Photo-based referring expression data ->
........

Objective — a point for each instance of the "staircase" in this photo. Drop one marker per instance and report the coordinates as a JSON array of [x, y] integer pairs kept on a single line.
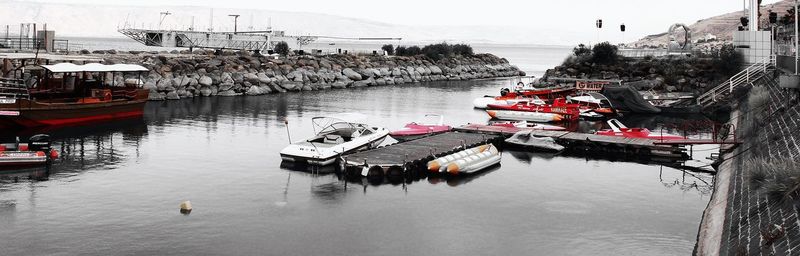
[[749, 75]]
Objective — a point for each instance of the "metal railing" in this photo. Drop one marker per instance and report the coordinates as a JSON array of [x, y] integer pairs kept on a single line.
[[747, 76]]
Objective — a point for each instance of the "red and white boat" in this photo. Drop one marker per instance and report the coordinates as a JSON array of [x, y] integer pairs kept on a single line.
[[570, 112], [22, 155], [620, 130], [414, 131], [594, 102], [523, 95]]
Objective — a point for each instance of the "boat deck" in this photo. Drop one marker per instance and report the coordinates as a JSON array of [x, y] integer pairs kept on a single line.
[[600, 145], [404, 156]]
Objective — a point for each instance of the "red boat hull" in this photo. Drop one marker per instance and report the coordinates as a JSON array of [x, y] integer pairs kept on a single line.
[[30, 113]]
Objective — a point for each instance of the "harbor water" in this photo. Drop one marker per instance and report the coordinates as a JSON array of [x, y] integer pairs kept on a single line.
[[117, 188]]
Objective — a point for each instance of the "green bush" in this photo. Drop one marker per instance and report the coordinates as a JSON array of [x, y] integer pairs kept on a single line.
[[282, 48], [605, 53], [727, 61], [778, 178], [581, 50], [435, 51], [388, 48]]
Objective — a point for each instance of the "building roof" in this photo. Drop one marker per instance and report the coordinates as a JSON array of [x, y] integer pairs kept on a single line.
[[94, 67]]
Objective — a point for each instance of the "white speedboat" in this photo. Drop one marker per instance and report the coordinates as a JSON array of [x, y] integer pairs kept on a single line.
[[339, 134]]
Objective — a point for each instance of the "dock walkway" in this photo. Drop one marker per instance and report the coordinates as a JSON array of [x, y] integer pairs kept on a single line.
[[599, 144], [406, 156]]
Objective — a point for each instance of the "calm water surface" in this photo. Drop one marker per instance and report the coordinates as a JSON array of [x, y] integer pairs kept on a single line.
[[117, 189]]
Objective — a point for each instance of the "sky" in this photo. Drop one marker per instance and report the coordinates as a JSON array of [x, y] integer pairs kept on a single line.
[[641, 17]]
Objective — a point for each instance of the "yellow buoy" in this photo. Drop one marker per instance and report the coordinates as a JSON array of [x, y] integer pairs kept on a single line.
[[186, 207]]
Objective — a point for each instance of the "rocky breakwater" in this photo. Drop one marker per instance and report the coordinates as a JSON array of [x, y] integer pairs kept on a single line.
[[178, 77]]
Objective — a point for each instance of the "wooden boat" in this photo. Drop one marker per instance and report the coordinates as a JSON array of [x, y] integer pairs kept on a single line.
[[525, 116], [620, 130], [21, 155], [535, 95], [338, 134], [70, 94], [569, 112], [414, 131], [593, 101]]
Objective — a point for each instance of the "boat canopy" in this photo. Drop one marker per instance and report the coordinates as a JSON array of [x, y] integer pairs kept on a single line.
[[93, 67]]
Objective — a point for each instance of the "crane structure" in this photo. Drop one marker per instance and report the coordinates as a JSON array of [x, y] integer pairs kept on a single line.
[[246, 40]]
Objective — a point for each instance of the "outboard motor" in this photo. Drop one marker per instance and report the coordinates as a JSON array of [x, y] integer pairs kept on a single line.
[[40, 142], [504, 91]]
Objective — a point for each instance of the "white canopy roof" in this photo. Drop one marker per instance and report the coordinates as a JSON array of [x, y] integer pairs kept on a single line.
[[93, 67]]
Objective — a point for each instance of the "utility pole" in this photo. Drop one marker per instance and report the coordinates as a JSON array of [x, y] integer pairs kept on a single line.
[[163, 16], [235, 20]]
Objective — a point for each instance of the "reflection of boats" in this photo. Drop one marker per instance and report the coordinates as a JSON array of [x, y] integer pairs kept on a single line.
[[620, 130], [339, 134], [414, 131], [526, 140], [525, 116], [69, 94], [20, 155]]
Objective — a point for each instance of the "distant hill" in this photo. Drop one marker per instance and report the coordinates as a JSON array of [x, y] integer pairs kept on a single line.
[[103, 20], [721, 26]]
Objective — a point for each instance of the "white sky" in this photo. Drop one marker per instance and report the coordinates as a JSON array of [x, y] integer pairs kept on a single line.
[[642, 17]]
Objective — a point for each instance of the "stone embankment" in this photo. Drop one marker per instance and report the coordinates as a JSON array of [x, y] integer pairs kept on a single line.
[[741, 219], [176, 77]]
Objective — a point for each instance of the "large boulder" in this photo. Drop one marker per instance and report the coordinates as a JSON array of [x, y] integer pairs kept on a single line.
[[351, 74], [206, 81], [254, 90]]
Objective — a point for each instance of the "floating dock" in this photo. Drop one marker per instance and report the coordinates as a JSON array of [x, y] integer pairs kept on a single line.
[[592, 144], [401, 158]]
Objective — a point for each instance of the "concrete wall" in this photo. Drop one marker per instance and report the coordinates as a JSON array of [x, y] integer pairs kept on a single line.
[[749, 215]]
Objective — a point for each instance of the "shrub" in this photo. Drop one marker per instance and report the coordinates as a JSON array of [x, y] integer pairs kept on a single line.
[[282, 48], [437, 51], [388, 48], [604, 53], [581, 50], [463, 50], [777, 178], [727, 61]]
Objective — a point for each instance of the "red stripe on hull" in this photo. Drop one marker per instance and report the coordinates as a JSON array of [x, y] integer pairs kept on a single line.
[[79, 120]]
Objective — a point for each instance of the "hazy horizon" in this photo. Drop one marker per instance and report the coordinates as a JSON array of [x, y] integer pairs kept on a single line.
[[415, 20]]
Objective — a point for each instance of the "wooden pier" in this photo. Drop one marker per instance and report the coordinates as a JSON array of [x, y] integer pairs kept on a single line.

........

EXERCISE INSTRUCTIONS ->
Keep the pictures out, and write out the rest of the data above word for word.

EXPECTED OUTPUT ->
Objective — a point for each instance of the "staircase" in this photo. Drop one marker per instance and report the coordinates as a JSON array of [x, y] integer pairs kept on a single line.
[[749, 75]]
Objective — a point for each instance of the "metal railing" in this photo. Drop one marker per instance and report the coordinates as a JSON array of [x, y] integer pairs kept on a single line.
[[747, 76]]
Objective — a point for each instance of the "red and white boat" in this photo. Drop one marker per instance and report the coordinates as a JSON array of [x, y] integer pairs kept on a single line.
[[570, 112], [22, 155], [620, 130], [414, 131], [594, 102], [523, 95]]
Objective — a point for each instance of the "boat deck" in this photo. Drop one marker per instance and report the coordinates as a JSON array of [x, y] integer pairs kept on a single line.
[[600, 145], [404, 156]]
Objective — a point for each instance of the "red boat hull" in this photo. Drop one marker per instance and report the coordinates as a JSON array of [x, y] integer pairs kept on a single line.
[[30, 113]]
Objective — a point for each instance of the "harbor water" in this photo. Drop one marker per instance and report the coordinates as a JSON array of [x, y] integer pairs kept on a single line.
[[117, 188]]
Objective — a point for each instance of the "green bush" in this photo. Drop one marker per instance and report the coordinates as a JSON array of [x, y] integer pairs kept on a single line.
[[282, 48], [605, 53], [727, 61], [778, 178], [581, 50], [435, 51], [388, 48]]
Objective — a point for each instance of the "building roof" in this photo. Drop one marker per instance and report the coordinates as a JSON array of [x, y] integer pairs kept on a single line.
[[94, 67]]
Objective — a point for each instance of the "white speedboat" in this photo. Drop one marker per instance and report the coordinates as a JSON array of [x, y] integer pairs kept on a single line.
[[339, 134]]
Objective — a point for each instance of the "dock walkway" in this photo. Drop one marker per instance and report the coordinates as a JSON array of [x, y] integer pairs kept on a single line.
[[599, 144], [406, 156]]
Objective — a point for each instance of the "calm water surface" in this photo. Drop one marker per instance and report the coordinates as a JSON array of [x, y] integer pairs kept on a single line.
[[117, 189]]
Objective — a point for each instance of the "sky" in this photo. Drop one marker per instance and report the coordinates as a JSON array of [x, y] integer pairs kept on a single line.
[[641, 17]]
Objective — a point for each instance of the "yellow buoy" in this photo. Drop one marker per instance and report the coordinates as a JSON array of [x, y] integer pairs kept on a single line.
[[186, 207]]
Objective — a point for each instance of the "rocky breakwater" in this photo. Drop one marker per instance and report the coordinates as a JSON array of [x, y] integer pairs kept on a single line.
[[178, 77]]
Objective — a point for each instance of the "wooden boat" in this photo. Drop one marker per instance and report the coordinates as a JSON array of [x, y] integer pairs kept on a single line.
[[525, 116], [620, 130], [21, 155], [535, 95], [338, 134], [70, 94], [569, 112], [414, 131], [593, 101]]
Objective — a point for each instance of the "boat canopy" in this photo. Drop one marker per instance and report the coordinates as a JSON array of [x, y] integer pairs kept on a single line.
[[93, 67]]
Objective — a point for each instance of the "crane structure" in this photo. Drop one marker per instance and report the coordinates as a JSON array of [x, y] integer pairs kept on a single line.
[[246, 40]]
Objective — a point for each instance of the "outboard motor" in this photo. Drop one marker per instance and report the coordinates as a JSON array of [x, y] integer pairs kept on a single line.
[[40, 142], [504, 91]]
Objective — a point for each instance of the "white canopy roof" in this photo. Drop one marker per instance and report the coordinates as a JSON array of [x, y] integer pairs kept on a single line.
[[93, 67]]
Objective — a point for each instance of the "utility pole" in this photo. Drop one marker per instance and report the coordinates as a JSON array of [x, y] integer pairs kept on a single line.
[[163, 16], [235, 20]]
Objective — a point for each instance of the "reflection of boats" in this photo. Drop one marker per instance and report the coordinates as a JSON array of [x, y] integer pairs kept on a single line.
[[620, 130], [339, 134], [414, 131], [526, 140], [525, 116], [69, 94], [20, 155]]
Objective — a point for each instance of the "distant hill" in this photo. Drop one marker per instance and report the coordinates as a JSON array of [x, y] integer pairs kept on a single line.
[[103, 20], [721, 26]]
Objective — a point for each instance of the "white sky" in this photo. Drop one marker per instance and report the coordinates as a JSON array of [x, y] integer pairs kept on a single line.
[[642, 17]]
Objective — a point for each instance of the "stone embankment" in this photo. Drop one marker per instance and report the coordinates as a JSON array of [x, y] integer pairs kept on a single line.
[[741, 219], [176, 77]]
Objective — a point for each instance of the "large boulder" in this photo. Drop one marker per instance and report the coordinates as a JSON array of [x, y] integer pairs kept on a single line.
[[351, 74], [206, 81], [254, 90]]
Objective — a point for each instance of the "floating dock" in this photo. Drop one marker per instance and report the coordinates as a JSON array of [x, y] integer pairs kept on a single line.
[[592, 144], [401, 158]]
Objective — a point for each instance of the "concrete wall" in this photo. Drop one marker per instance and report the coordinates as a JSON array of [x, y] integer pairs kept on a single line.
[[749, 215]]
Objective — a point for each instance of the "shrub" in this photo. Drop one marker per instance and report the coordinates as a JSON array of [x, y] integer pairs kept on a single line.
[[282, 48], [437, 51], [388, 48], [604, 53], [581, 50], [463, 50], [777, 178], [727, 61]]
Objective — a point for each instance of the "red stripe on hull" in this photo. Drop one marker per instance and report the coordinates as a JSON array of [x, y] integer pairs kept on a single line.
[[79, 120]]
Objective — a point for each instance of the "hazy horizon" in this photo. Drop one marker per instance and report the coordinates as a JSON array of [x, y] integer pairs kept on a single line.
[[415, 20]]
Objective — a point for each instance of the "wooden pier" in this photo. Drop one marker per instance and report the coordinates as a JSON array of [x, y] integer pairs kept on a single line.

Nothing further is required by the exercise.